*Exercise details*: Pick out every line of the rows below that contains the string "rock", and copy each one. Matching is case-sensitive.

#### Material supplied

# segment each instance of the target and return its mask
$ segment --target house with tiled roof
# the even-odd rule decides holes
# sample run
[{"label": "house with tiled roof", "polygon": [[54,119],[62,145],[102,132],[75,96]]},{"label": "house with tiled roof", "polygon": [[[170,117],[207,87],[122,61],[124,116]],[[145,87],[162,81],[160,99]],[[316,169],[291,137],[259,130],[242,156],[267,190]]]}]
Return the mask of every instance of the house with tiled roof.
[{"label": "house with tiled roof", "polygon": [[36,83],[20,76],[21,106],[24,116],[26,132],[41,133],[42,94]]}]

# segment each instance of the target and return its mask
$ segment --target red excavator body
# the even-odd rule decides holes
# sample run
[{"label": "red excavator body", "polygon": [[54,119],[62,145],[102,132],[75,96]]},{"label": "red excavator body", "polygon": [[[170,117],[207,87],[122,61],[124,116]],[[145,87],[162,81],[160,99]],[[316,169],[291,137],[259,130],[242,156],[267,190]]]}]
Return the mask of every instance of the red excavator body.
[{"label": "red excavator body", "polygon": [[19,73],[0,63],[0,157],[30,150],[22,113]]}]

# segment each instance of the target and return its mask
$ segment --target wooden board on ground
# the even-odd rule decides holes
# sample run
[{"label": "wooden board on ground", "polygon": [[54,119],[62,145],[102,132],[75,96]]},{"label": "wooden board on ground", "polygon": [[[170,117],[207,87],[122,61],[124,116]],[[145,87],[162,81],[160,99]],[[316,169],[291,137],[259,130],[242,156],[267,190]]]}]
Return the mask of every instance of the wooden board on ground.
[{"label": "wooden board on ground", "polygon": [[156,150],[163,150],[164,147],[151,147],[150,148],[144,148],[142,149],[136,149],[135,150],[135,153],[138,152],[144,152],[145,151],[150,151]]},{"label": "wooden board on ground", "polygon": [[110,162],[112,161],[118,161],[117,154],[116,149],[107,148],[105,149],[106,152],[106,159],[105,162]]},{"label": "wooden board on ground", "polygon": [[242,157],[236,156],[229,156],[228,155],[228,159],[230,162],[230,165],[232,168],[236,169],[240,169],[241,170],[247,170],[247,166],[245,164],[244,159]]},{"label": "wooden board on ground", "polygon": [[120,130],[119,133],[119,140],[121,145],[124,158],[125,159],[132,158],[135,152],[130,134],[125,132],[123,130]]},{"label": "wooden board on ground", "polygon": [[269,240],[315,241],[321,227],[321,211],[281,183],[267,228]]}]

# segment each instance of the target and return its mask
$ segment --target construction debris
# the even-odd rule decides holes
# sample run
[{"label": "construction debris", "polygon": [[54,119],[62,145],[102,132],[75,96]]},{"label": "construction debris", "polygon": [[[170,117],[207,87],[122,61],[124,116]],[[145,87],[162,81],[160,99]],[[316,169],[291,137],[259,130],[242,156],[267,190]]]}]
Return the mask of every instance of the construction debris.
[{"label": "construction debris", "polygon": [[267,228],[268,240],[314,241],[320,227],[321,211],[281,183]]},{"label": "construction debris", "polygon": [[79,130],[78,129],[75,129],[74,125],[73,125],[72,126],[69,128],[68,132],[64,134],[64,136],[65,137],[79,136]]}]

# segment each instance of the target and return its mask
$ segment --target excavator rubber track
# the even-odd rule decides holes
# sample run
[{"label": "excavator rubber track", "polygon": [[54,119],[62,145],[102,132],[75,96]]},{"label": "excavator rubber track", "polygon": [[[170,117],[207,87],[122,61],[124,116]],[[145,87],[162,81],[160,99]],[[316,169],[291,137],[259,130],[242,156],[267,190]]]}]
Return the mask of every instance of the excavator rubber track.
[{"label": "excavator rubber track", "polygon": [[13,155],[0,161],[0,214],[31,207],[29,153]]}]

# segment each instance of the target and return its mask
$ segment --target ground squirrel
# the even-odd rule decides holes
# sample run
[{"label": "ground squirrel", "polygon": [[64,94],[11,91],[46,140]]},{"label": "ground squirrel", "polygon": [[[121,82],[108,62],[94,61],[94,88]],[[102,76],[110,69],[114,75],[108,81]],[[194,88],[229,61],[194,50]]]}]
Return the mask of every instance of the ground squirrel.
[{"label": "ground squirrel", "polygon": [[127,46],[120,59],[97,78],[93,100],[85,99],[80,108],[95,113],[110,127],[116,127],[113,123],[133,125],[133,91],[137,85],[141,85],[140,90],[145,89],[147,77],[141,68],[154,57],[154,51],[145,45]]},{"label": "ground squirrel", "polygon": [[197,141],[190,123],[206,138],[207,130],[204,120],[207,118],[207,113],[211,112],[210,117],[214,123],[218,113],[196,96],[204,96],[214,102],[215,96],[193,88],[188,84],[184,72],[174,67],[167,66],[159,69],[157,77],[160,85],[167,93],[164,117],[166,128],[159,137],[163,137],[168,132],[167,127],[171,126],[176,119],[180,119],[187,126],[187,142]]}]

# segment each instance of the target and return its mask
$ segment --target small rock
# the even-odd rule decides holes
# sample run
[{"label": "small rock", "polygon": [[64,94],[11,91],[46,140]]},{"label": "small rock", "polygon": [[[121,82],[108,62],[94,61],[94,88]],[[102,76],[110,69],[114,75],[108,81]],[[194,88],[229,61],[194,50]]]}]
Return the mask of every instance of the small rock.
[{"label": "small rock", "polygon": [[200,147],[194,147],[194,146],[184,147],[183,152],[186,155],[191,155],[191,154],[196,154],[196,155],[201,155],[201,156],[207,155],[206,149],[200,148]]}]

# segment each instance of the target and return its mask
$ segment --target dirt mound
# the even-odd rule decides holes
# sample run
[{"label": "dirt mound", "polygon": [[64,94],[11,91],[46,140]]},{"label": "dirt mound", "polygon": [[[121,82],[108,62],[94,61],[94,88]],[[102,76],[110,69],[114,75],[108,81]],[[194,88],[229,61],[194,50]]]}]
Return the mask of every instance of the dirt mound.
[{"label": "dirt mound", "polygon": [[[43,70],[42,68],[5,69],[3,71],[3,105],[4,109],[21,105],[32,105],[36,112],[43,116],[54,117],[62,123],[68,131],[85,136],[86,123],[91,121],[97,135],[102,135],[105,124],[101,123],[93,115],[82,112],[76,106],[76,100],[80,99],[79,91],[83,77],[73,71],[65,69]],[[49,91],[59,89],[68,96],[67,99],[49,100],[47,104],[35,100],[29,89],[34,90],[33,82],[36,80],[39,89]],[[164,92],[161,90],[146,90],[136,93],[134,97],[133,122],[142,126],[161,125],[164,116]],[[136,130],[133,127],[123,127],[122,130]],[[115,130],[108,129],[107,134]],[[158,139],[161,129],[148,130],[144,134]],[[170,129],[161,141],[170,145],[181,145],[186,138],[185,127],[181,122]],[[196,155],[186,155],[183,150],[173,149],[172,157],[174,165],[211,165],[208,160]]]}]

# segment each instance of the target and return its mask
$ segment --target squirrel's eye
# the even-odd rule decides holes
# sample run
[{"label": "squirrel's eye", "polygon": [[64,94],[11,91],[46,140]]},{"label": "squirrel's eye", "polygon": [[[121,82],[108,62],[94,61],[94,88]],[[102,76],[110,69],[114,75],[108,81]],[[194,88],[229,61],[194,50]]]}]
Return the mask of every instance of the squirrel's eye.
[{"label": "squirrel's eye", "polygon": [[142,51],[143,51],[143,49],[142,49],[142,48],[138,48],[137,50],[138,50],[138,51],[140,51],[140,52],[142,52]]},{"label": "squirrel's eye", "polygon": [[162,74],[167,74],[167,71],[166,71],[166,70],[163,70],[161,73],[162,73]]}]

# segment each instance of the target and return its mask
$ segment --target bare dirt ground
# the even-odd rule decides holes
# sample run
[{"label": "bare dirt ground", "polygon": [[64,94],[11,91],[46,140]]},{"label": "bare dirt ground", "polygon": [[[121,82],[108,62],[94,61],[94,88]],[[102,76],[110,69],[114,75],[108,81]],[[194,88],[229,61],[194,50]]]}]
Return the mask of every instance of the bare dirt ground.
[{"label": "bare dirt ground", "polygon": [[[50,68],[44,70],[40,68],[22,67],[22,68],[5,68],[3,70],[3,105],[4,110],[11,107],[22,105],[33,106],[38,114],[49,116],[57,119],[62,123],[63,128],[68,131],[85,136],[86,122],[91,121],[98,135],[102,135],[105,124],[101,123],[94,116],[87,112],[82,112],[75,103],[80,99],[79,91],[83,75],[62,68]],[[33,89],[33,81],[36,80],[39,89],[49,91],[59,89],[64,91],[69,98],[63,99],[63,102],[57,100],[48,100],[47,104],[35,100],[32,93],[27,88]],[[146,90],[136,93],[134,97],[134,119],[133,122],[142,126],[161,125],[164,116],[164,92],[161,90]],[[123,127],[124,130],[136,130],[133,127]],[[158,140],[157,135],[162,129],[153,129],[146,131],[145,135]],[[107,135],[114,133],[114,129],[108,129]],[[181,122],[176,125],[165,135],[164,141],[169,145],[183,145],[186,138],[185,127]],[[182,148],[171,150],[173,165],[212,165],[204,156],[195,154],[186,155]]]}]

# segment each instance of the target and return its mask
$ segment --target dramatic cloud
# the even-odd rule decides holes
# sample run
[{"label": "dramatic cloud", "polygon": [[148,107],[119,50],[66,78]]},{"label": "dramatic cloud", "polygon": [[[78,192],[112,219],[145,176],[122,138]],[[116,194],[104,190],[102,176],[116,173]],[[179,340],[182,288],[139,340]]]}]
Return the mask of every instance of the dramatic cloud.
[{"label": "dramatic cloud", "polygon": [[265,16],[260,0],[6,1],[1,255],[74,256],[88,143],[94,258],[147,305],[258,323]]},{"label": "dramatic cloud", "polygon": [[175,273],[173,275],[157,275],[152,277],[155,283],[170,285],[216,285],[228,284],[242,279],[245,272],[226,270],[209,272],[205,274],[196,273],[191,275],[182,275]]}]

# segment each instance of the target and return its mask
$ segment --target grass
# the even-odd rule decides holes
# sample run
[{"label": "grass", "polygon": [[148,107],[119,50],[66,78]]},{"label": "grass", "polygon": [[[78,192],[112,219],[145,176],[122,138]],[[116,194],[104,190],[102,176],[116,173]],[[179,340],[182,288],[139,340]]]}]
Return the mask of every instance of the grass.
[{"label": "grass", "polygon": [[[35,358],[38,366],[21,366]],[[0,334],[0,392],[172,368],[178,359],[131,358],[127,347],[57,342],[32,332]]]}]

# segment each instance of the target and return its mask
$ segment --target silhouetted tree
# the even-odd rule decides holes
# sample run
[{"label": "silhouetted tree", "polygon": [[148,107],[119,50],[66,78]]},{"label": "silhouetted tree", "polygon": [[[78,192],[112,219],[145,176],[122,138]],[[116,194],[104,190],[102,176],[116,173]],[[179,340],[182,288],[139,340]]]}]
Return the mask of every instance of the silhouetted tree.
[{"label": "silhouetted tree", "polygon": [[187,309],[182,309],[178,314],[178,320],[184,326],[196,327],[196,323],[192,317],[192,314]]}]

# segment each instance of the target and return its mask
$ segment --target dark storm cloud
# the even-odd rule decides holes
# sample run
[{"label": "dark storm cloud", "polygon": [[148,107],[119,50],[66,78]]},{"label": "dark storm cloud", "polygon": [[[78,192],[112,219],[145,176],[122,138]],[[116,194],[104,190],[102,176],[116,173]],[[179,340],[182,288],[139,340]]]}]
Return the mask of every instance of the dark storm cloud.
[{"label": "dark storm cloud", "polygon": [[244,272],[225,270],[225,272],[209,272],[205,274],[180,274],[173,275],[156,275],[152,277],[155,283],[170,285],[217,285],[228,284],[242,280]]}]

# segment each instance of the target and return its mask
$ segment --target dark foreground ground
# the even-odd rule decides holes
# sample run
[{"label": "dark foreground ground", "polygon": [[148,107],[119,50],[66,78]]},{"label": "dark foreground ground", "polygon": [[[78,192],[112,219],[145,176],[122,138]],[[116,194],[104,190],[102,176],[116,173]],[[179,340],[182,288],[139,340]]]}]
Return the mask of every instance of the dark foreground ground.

########

*Output below*:
$ segment --target small rock
[{"label": "small rock", "polygon": [[64,94],[11,91],[46,140]]},{"label": "small rock", "polygon": [[[121,82],[108,62],[94,61],[94,88]],[[102,76],[110,69],[114,75],[108,81]],[[194,88],[229,61],[194,50]]]}]
Return the mask of every instance of the small rock.
[{"label": "small rock", "polygon": [[200,147],[194,147],[194,146],[184,147],[183,152],[186,155],[191,155],[191,154],[196,154],[196,155],[201,155],[201,156],[207,155],[206,149],[200,148]]}]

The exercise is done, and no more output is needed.